REQUESTS:
• 1. Do these statements agree with the article on Azure availability sets below? For each, answer yes or no and quote the deciding words of the article. (a) Creating an availability set is the first step. (b) VMs are logically distributed across fault domains. (c) The website in the example requires 20 web servers.
• 2. Set down the passage of the Azure availability sets article below, word for word, from "Understanding High Availability" up to and including "the Azure SLA.".
• 3. In the example in the article on Azure availability sets below, how many servers at most should be offline at any one time for planned maintenance?

SELECTED EXTRACT:
★ ★ ★ ★ ★

Understanding High Availability for VMs in Azure using Availability Sets

If our computer datacentre is a single point of failure for our business then we might consider moving our applications to Azure virtual machines -VMs. Let’s assume that we decide to migrate on-premise VMs to an Azure region in a single datacentre. To migrate correctly it requires planning to minimize future downtime. Downtime includes unforeseen component failures alongside the normal planned or unplanned server updates. Also there are requirements to meet the Azure SLA.

The first step is to create an availability set. Followed closely by creating each VM in the availability set. This helps us twofold:

  1. VMs are physically distributed across separate hardware – fault domains. Dependent resources such as CPU, network switches, power supplies etc can hosted placed together as a unit in the datacentre.
  2. VMs are logically distributed across update domains so that Microsoft can perform planned and unplanned updates – carefully avoiding updating all  VMs for a single application simultaneously.

Let’s imagine we have a very busy on-premise website that we want to migrate to Azure VMs with the following requirement:

  • 20 web servers
  • A maximum of 3 servers should be offline at any one time in the event of an unplanned component failure –  not a regional or data-center failure.
  • A maximum of 2  servers should be offline at any one time for planned maintenance.

★ ★ ★ ★ ★

RECORDED INFORMATION:
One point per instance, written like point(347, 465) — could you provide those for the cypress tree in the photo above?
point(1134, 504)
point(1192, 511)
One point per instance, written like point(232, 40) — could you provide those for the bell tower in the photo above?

★ ★ ★ ★ ★

TASK SOLUTIONS:
• 1.
(a) Yes: "The first step is to create an availability set."
(b) No: "VMs are logically distributed across update domains"
(c) Yes: "20 web servers"

• 2.
Understanding High Availability for VMs in Azure using Availability Sets

If our computer datacentre is a single point of failure for our business then we might consider moving our applications to Azure virtual machines -VMs. Let’s assume that we decide to migrate on-premise VMs to an Azure region in a single datacentre. To migrate correctly it requires planning to minimize future downtime. Downtime includes unforeseen component failures alongside the normal planned or unplanned server updates. Also there are requirements to meet the Azure SLA.

• 3. A maximum of 2 servers.